Dataset excerpts on object pointing:
=-=-=-=-=

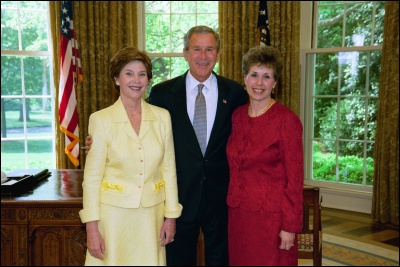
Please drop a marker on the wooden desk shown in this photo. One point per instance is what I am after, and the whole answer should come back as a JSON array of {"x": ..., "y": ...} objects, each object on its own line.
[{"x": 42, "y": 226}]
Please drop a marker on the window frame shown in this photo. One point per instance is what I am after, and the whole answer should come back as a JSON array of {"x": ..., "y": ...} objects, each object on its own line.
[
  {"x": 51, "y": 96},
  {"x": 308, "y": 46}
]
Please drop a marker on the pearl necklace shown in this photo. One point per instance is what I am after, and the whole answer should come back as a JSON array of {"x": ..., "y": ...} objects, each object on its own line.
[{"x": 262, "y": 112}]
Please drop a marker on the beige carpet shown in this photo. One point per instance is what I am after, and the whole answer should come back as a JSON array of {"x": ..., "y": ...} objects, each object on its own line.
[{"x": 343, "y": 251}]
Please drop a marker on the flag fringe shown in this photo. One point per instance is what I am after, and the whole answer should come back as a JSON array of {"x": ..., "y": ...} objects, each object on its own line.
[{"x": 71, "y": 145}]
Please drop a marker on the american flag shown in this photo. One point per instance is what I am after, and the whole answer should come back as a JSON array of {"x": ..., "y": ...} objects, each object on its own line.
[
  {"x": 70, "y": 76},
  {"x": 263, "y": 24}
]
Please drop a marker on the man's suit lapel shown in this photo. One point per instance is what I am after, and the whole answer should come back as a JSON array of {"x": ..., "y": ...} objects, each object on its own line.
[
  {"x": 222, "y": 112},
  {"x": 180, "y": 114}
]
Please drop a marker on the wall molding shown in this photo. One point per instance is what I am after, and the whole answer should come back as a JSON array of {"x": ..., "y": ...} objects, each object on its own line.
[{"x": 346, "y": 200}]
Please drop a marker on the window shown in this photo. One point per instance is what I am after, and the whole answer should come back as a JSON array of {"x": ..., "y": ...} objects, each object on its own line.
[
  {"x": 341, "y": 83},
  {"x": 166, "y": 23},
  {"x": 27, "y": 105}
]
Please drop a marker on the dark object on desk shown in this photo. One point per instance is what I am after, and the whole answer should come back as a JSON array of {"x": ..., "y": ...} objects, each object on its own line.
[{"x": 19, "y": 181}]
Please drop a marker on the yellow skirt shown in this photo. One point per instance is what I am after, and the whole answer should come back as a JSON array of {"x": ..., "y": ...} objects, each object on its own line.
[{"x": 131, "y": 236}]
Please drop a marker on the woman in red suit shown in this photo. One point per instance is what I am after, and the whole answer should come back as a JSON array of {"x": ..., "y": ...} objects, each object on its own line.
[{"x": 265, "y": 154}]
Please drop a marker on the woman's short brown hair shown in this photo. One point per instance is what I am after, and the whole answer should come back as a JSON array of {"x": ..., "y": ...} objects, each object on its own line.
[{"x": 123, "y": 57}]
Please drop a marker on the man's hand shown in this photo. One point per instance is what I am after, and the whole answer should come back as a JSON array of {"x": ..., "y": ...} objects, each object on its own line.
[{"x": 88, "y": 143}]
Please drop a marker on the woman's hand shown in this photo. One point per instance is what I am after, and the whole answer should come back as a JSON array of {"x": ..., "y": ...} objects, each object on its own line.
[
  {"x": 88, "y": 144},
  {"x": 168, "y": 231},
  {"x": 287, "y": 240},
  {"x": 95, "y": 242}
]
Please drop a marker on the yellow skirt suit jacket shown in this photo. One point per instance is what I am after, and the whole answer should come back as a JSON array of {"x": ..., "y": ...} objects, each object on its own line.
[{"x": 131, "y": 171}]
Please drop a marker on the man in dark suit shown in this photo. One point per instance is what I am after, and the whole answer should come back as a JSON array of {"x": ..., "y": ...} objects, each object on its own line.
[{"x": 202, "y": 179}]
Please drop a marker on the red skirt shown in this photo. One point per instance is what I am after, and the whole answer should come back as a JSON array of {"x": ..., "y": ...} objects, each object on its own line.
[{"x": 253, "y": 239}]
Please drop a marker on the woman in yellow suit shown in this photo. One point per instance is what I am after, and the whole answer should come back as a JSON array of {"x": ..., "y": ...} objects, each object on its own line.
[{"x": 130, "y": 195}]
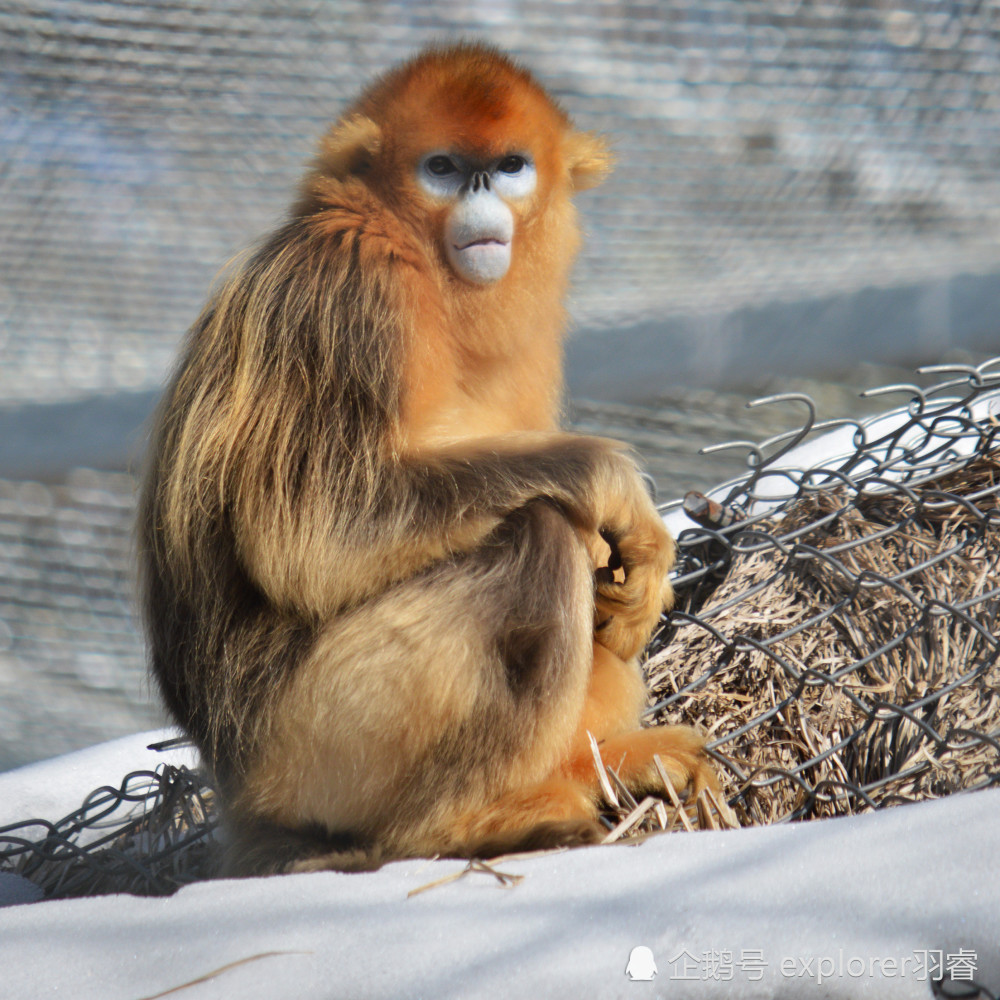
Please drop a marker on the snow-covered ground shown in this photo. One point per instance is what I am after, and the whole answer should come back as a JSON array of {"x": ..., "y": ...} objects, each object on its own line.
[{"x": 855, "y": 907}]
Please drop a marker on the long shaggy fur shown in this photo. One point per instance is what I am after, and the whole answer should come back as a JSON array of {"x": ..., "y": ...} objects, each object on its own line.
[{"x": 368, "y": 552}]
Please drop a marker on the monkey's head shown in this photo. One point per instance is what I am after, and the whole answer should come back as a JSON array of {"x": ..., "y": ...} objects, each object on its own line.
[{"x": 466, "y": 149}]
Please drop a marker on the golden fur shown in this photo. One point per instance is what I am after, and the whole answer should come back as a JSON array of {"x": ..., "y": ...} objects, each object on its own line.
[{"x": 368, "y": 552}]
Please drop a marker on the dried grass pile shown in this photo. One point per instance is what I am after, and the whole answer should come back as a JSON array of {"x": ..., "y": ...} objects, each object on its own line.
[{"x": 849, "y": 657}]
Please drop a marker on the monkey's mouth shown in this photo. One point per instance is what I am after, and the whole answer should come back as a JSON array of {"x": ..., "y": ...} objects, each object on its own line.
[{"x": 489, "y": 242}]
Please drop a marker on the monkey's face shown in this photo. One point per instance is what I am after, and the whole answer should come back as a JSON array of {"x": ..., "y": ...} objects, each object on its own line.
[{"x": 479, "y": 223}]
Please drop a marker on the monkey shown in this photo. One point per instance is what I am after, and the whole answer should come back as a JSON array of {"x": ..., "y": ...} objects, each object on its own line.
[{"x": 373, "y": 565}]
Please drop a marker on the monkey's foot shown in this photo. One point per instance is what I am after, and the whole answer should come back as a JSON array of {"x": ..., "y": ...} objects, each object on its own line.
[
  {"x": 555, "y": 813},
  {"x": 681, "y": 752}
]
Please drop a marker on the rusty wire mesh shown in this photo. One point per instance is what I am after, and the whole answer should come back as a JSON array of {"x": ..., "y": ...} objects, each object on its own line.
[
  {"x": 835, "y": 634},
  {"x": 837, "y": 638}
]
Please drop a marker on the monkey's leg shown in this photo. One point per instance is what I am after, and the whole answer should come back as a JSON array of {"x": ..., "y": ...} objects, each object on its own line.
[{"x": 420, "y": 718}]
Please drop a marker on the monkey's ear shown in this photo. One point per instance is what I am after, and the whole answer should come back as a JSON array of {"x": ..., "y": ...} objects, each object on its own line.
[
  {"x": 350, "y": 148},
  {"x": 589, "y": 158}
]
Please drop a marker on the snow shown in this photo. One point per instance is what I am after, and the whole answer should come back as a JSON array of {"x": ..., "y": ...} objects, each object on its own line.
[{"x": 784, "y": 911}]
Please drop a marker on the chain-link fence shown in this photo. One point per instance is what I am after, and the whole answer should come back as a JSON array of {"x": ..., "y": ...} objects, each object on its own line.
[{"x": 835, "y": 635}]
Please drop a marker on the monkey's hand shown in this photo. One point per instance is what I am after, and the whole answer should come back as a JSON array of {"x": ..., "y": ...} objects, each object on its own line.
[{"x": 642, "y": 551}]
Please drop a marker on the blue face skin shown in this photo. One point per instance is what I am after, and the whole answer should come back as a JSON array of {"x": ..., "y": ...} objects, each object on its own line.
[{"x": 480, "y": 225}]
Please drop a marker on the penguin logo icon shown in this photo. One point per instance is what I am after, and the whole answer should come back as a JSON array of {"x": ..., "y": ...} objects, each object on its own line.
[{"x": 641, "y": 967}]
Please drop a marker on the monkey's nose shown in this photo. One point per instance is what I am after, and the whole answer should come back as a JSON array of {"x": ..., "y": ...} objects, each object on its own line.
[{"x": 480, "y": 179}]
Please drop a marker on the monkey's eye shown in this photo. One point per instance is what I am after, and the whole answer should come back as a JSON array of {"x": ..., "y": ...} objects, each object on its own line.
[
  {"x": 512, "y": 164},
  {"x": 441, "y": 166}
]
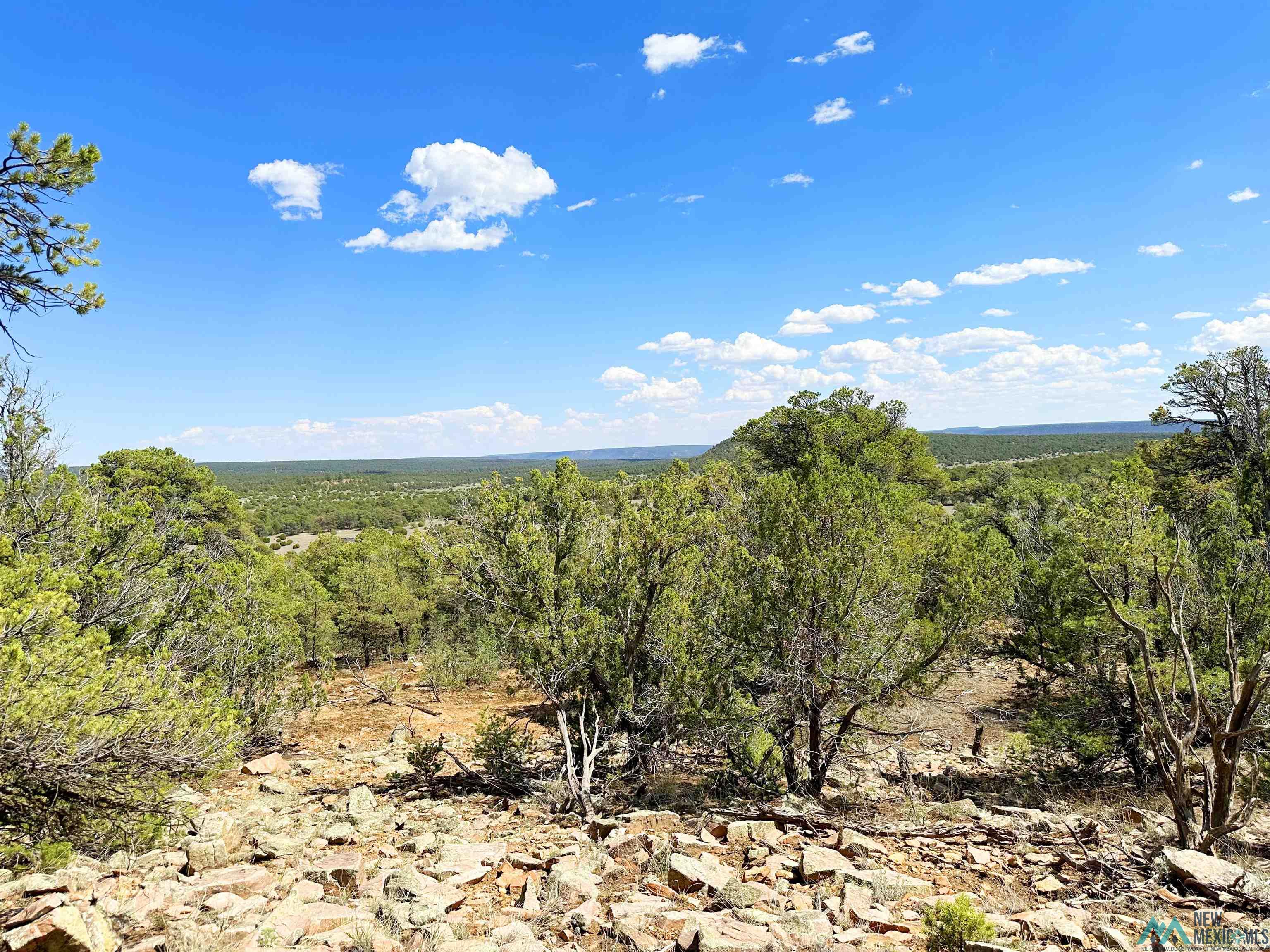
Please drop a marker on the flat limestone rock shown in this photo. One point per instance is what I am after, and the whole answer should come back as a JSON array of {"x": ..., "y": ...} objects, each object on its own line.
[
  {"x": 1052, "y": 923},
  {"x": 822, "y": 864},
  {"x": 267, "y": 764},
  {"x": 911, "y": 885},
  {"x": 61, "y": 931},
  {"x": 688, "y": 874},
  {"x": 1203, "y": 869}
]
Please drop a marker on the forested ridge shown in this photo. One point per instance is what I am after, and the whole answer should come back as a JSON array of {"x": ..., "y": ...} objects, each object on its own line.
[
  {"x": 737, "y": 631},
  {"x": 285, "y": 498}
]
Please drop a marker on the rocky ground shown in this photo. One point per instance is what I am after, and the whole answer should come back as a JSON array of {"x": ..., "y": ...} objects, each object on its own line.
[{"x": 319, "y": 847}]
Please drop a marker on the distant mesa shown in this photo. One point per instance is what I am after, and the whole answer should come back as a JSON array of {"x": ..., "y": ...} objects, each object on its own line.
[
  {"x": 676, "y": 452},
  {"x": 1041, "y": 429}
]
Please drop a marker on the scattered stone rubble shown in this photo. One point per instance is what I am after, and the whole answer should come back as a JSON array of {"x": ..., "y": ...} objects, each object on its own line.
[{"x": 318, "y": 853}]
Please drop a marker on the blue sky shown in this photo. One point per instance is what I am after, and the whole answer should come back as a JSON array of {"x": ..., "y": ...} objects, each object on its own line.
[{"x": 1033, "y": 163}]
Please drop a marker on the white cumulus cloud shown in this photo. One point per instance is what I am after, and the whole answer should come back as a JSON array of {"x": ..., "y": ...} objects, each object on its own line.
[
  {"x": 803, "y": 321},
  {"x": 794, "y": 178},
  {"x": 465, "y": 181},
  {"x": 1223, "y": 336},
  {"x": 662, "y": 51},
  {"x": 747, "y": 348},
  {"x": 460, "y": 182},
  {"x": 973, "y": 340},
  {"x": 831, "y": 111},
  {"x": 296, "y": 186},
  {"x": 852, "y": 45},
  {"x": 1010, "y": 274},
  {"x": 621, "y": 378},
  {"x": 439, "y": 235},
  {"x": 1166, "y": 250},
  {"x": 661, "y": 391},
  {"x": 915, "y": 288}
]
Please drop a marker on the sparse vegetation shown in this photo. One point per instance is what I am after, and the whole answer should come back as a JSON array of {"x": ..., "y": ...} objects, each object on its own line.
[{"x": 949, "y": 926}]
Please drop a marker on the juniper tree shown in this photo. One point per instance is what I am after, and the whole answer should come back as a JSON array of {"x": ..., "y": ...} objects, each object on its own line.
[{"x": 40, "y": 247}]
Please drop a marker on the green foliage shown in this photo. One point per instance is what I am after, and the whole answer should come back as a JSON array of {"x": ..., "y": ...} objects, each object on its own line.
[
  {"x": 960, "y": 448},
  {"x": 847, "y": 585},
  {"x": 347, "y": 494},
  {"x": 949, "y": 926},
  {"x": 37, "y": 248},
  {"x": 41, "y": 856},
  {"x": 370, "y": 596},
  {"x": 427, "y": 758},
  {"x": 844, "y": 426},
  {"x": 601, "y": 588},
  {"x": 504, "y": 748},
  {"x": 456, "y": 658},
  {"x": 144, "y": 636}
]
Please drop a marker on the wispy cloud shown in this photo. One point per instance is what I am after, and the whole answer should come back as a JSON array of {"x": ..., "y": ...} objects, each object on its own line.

=-=-=-=-=

▸ **WRITTEN PROBLEM**: Each line from the one containing "Please drop a marker on the white" to the final line of the entries above must be returned exactly, and no other line may appear.

▸ **CORRECT ANSWER**:
Please drop a marker on the white cumulus cloud shown in this photo. One point per instance is what I am after, and the whole answer should come back as a JSON array of {"x": ..., "y": ...} objects, each object on its own line.
[
  {"x": 803, "y": 321},
  {"x": 794, "y": 178},
  {"x": 465, "y": 181},
  {"x": 1223, "y": 336},
  {"x": 662, "y": 51},
  {"x": 747, "y": 348},
  {"x": 460, "y": 182},
  {"x": 973, "y": 340},
  {"x": 831, "y": 111},
  {"x": 296, "y": 186},
  {"x": 852, "y": 45},
  {"x": 1010, "y": 274},
  {"x": 621, "y": 378},
  {"x": 439, "y": 235},
  {"x": 1166, "y": 250},
  {"x": 661, "y": 391},
  {"x": 915, "y": 288}
]
Please drop a marker on the sparse vegetation shown in this photo. One point per instance is what I am after, and the whole answer should come back as a JSON array of {"x": ..., "y": ...} objects, each object on its own line.
[{"x": 949, "y": 926}]
Please drop a marker on the juniper tree shown in this photo. One point per instance is what I am after, and the whole answer should come back as a JSON array of {"x": ..., "y": ...} objects, each object on its own line.
[{"x": 40, "y": 247}]
Please drop a marker on the green foliage shown in this photo. One point per instance is what I am after, and the whole answer should come back as a JSON array of {"x": ..., "y": ...} objects, each object on its own line.
[
  {"x": 960, "y": 448},
  {"x": 847, "y": 585},
  {"x": 347, "y": 494},
  {"x": 949, "y": 926},
  {"x": 37, "y": 248},
  {"x": 41, "y": 856},
  {"x": 370, "y": 596},
  {"x": 427, "y": 758},
  {"x": 844, "y": 426},
  {"x": 601, "y": 588},
  {"x": 504, "y": 748},
  {"x": 456, "y": 658},
  {"x": 144, "y": 636}
]
Please drop a marker on the wispy cloud shown in this photo. One point per instance is what I am after, and the whole answer should come back as a JSON array of {"x": ..., "y": ...} objects, each object on its own line.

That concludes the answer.